------ Records supplied ------
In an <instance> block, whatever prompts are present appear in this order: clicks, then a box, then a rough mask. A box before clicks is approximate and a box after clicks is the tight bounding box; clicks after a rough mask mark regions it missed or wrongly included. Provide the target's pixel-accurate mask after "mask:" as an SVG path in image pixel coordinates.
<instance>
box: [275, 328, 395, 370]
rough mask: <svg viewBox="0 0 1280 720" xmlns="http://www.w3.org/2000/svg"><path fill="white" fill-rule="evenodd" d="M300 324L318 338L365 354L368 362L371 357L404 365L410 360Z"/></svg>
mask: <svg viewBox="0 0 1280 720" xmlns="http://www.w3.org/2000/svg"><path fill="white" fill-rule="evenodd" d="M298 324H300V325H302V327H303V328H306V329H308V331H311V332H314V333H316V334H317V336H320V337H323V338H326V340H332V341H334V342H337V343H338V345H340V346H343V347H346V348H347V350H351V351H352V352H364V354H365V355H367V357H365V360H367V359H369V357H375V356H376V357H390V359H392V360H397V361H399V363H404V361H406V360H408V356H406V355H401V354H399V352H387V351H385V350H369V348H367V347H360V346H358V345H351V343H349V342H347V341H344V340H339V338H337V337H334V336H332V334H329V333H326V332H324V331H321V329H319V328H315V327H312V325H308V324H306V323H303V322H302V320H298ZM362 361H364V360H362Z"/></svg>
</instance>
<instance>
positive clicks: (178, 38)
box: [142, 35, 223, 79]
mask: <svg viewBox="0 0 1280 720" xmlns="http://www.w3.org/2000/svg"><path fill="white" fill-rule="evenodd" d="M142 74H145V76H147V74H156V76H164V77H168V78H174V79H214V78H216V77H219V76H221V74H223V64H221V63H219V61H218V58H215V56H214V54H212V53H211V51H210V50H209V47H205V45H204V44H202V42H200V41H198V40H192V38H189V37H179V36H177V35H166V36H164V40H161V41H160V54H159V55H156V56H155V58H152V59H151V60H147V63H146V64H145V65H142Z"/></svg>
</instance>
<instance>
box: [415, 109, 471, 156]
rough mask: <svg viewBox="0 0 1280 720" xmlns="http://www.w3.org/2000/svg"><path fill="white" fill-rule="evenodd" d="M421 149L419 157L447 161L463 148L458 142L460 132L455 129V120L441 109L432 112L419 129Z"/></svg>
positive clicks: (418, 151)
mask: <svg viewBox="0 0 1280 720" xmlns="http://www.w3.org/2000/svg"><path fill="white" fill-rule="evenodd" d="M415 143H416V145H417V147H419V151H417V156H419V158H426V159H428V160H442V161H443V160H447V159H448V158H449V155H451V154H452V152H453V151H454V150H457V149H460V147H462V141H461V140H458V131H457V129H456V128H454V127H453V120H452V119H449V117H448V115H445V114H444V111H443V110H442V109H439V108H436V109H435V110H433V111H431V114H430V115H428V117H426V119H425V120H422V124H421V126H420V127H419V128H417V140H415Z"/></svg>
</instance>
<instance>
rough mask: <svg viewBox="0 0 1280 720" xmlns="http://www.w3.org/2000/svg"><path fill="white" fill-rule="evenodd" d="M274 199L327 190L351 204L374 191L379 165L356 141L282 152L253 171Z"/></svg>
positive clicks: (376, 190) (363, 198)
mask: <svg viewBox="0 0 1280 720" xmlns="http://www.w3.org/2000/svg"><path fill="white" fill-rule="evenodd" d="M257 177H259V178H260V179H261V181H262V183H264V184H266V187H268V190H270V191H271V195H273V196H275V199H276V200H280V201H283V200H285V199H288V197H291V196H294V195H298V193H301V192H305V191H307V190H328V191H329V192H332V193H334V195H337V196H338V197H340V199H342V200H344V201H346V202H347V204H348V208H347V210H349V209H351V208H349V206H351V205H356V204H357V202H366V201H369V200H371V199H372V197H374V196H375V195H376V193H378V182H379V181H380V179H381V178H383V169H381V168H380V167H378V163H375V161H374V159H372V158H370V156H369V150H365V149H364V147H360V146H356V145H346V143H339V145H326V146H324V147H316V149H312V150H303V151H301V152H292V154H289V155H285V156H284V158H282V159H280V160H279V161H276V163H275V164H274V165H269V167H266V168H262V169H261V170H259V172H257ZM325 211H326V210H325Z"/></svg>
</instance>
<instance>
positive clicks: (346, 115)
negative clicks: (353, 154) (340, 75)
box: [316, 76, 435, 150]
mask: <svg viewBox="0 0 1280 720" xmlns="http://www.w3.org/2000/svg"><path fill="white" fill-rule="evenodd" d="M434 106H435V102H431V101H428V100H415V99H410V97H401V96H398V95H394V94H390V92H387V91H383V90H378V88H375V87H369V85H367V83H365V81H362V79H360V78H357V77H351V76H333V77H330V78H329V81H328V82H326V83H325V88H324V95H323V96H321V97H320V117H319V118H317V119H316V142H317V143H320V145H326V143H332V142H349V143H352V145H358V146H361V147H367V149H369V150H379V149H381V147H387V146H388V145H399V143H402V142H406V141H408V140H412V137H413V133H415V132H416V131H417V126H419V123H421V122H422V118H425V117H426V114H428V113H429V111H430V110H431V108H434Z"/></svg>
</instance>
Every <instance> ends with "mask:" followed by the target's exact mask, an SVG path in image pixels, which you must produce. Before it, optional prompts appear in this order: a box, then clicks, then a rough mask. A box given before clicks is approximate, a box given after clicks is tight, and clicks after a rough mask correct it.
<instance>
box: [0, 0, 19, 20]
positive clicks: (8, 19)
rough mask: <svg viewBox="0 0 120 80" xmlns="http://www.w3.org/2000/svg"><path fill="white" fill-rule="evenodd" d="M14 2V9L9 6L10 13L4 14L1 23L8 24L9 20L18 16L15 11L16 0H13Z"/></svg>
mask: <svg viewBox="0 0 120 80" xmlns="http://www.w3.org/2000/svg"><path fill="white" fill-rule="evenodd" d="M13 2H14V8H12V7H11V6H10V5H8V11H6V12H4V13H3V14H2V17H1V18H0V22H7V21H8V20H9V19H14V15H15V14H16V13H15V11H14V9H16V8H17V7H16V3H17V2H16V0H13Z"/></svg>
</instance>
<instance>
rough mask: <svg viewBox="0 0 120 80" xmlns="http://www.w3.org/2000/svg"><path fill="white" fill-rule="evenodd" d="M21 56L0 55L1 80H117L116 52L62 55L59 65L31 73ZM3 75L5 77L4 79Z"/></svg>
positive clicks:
------
Render every line of the entries above as a JSON array of strings, one string per line, with blank lines omitted.

• **Exercise answer**
[
  "In an <instance> block, whatever prompts are present appear in this order: clicks, then a box, then a rough mask. A box before clicks is approximate and a box after clicks is the tight bounding box; clicks after a rough mask mark regions it missed or wrongly included. Provide the target's pixel-accurate mask after \"mask:\" as an SVG path in image pixel coordinates.",
  "<instance>",
  "box: [275, 328, 395, 370]",
  "rough mask: <svg viewBox=\"0 0 1280 720\" xmlns=\"http://www.w3.org/2000/svg\"><path fill=\"white\" fill-rule=\"evenodd\" d=\"M300 324L318 338L365 354L368 362L371 357L404 365L410 360Z\"/></svg>",
  "mask: <svg viewBox=\"0 0 1280 720\" xmlns=\"http://www.w3.org/2000/svg\"><path fill=\"white\" fill-rule=\"evenodd\" d=\"M298 324H300V325H302V327H303V328H306V329H308V331H311V332H314V333H316V334H317V336H320V337H323V338H326V340H332V341H334V342H337V343H338V345H340V346H343V347H346V348H347V350H351V351H352V352H364V354H365V355H367V357H365V360H367V359H369V357H375V356H376V357H390V359H392V360H397V361H399V363H404V361H406V360H408V356H406V355H401V354H399V352H387V351H385V350H369V348H367V347H360V346H358V345H351V343H349V342H347V341H344V340H339V338H337V337H334V336H332V334H329V333H326V332H324V331H321V329H319V328H315V327H312V325H308V324H306V323H303V322H302V320H298ZM362 361H364V360H362Z\"/></svg>",
  "</instance>",
  "<instance>",
  "positive clicks: (178, 38)",
  "box: [142, 35, 223, 79]",
  "mask: <svg viewBox=\"0 0 1280 720\" xmlns=\"http://www.w3.org/2000/svg\"><path fill=\"white\" fill-rule=\"evenodd\" d=\"M142 74H145V76H147V74H156V76H164V77H168V78H174V79H214V78H216V77H219V76H221V74H223V64H221V63H219V61H218V58H215V56H214V54H212V53H211V51H210V50H209V47H205V45H204V44H202V42H200V41H198V40H192V38H189V37H179V36H177V35H166V36H164V40H161V41H160V54H159V55H156V56H155V58H152V59H151V60H147V63H146V64H145V65H142Z\"/></svg>",
  "</instance>",
  "<instance>",
  "box: [415, 109, 471, 156]",
  "rough mask: <svg viewBox=\"0 0 1280 720\" xmlns=\"http://www.w3.org/2000/svg\"><path fill=\"white\" fill-rule=\"evenodd\" d=\"M421 149L419 157L447 161L463 148L458 142L460 132L455 129V120L441 109L432 112L419 129Z\"/></svg>",
  "positive clicks: (418, 151)",
  "mask: <svg viewBox=\"0 0 1280 720\" xmlns=\"http://www.w3.org/2000/svg\"><path fill=\"white\" fill-rule=\"evenodd\" d=\"M415 143H416V145H417V147H419V151H417V156H419V158H426V159H428V160H442V161H443V160H447V159H448V158H449V155H451V154H452V152H453V151H454V150H457V149H460V147H462V141H461V140H458V131H457V129H456V128H454V127H453V120H452V119H449V117H448V115H445V114H444V111H443V110H442V109H439V108H436V109H435V110H433V111H431V114H430V115H428V117H426V119H425V120H422V124H421V126H420V127H419V128H417V140H415Z\"/></svg>",
  "</instance>",
  "<instance>",
  "rough mask: <svg viewBox=\"0 0 1280 720\" xmlns=\"http://www.w3.org/2000/svg\"><path fill=\"white\" fill-rule=\"evenodd\" d=\"M274 199L327 190L351 204L374 191L379 165L356 141L282 152L253 171Z\"/></svg>",
  "positive clicks: (376, 190) (363, 198)",
  "mask: <svg viewBox=\"0 0 1280 720\" xmlns=\"http://www.w3.org/2000/svg\"><path fill=\"white\" fill-rule=\"evenodd\" d=\"M257 177H259V178H260V179H261V181H262V183H264V184H266V187H268V190H270V191H271V195H273V196H275V199H276V200H280V201H283V200H285V199H288V197H291V196H294V195H298V193H301V192H305V191H307V190H328V191H329V192H332V193H334V195H337V196H338V197H340V199H342V200H344V201H346V202H347V204H348V208H347V210H349V209H351V208H349V206H351V205H356V204H357V202H366V201H369V200H371V199H372V197H374V196H375V195H376V193H378V182H379V181H380V179H381V178H383V169H381V168H380V167H378V163H375V161H374V159H372V158H370V156H369V150H365V149H364V147H360V146H356V145H346V143H339V145H326V146H324V147H316V149H312V150H303V151H301V152H292V154H289V155H285V156H284V158H282V159H280V160H279V161H276V163H275V164H274V165H269V167H266V168H262V169H261V170H259V172H257ZM325 211H326V210H325Z\"/></svg>",
  "</instance>",
  "<instance>",
  "positive clicks: (346, 115)",
  "negative clicks: (353, 154) (340, 75)",
  "box: [316, 76, 435, 150]",
  "mask: <svg viewBox=\"0 0 1280 720\" xmlns=\"http://www.w3.org/2000/svg\"><path fill=\"white\" fill-rule=\"evenodd\" d=\"M434 106H435V102H431V101H428V100H415V99H410V97H401V96H398V95H394V94H390V92H387V91H383V90H378V88H375V87H369V85H367V83H365V81H362V79H360V78H357V77H351V76H333V77H330V78H329V81H328V82H326V83H325V88H324V95H323V96H321V97H320V117H319V118H317V119H316V142H317V143H320V145H326V143H332V142H349V143H352V145H358V146H361V147H367V149H369V150H379V149H381V147H387V146H388V145H399V143H402V142H406V141H408V140H412V137H413V133H415V132H416V131H417V126H419V123H421V122H422V118H425V117H426V114H428V113H429V111H430V110H431V108H434Z\"/></svg>",
  "</instance>",
  "Every <instance> ends with \"mask:\" followed by the target's exact mask, an SVG path in image pixels, which you must produce. Before it, optional prompts appear in this order: a box, then clicks, then a rough mask. A box given before clicks is approximate, a box given after clicks is tight, and clicks after a rough mask correct it.",
  "<instance>",
  "box: [0, 0, 19, 20]",
  "positive clicks: (8, 19)",
  "rough mask: <svg viewBox=\"0 0 120 80\" xmlns=\"http://www.w3.org/2000/svg\"><path fill=\"white\" fill-rule=\"evenodd\" d=\"M14 2V9L9 6L10 13L4 14L1 23L8 24L9 20L18 16L15 11L16 0H13Z\"/></svg>",
  "mask: <svg viewBox=\"0 0 120 80\" xmlns=\"http://www.w3.org/2000/svg\"><path fill=\"white\" fill-rule=\"evenodd\" d=\"M13 2H14V8H12V7H11V6H10V5H8V11H6V12H4V13H3V14H2V17H1V18H0V22H7V21H8V20H9V19H14V15H15V14H16V13H15V11H14V9H16V8H17V7H16V3H17V2H16V0H13Z\"/></svg>",
  "</instance>",
  "<instance>",
  "rough mask: <svg viewBox=\"0 0 120 80\" xmlns=\"http://www.w3.org/2000/svg\"><path fill=\"white\" fill-rule=\"evenodd\" d=\"M21 56L0 55L1 80H117L116 52L62 55L59 65L31 73ZM3 75L5 77L4 79Z\"/></svg>",
  "positive clicks:"
]